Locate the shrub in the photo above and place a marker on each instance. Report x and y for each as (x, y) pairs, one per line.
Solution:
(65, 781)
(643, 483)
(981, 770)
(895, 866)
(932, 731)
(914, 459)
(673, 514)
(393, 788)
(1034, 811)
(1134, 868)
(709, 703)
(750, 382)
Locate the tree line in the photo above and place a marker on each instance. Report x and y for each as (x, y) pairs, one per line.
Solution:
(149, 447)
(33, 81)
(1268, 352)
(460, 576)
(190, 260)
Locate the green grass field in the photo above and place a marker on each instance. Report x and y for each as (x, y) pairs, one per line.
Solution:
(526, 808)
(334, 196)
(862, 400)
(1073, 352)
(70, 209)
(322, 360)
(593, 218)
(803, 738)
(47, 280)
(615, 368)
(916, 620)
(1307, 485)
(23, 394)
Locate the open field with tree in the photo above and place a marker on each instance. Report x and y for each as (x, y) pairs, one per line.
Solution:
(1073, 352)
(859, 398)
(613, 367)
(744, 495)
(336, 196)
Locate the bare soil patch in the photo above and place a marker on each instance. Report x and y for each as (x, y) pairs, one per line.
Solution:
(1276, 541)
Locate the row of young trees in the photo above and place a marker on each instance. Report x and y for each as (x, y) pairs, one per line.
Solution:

• [Task brief] What is wanted is a copy of every line in the listing that includes the word "field".

• [Exercise result]
Locate the green grass field in the photo above and place a marker on each instance. Report x and y for each as (x, y) pairs, one per line.
Locate the open field with tree in the photo above and place a marker on each instance. Report x and y for each as (x, y) pairs, one per line.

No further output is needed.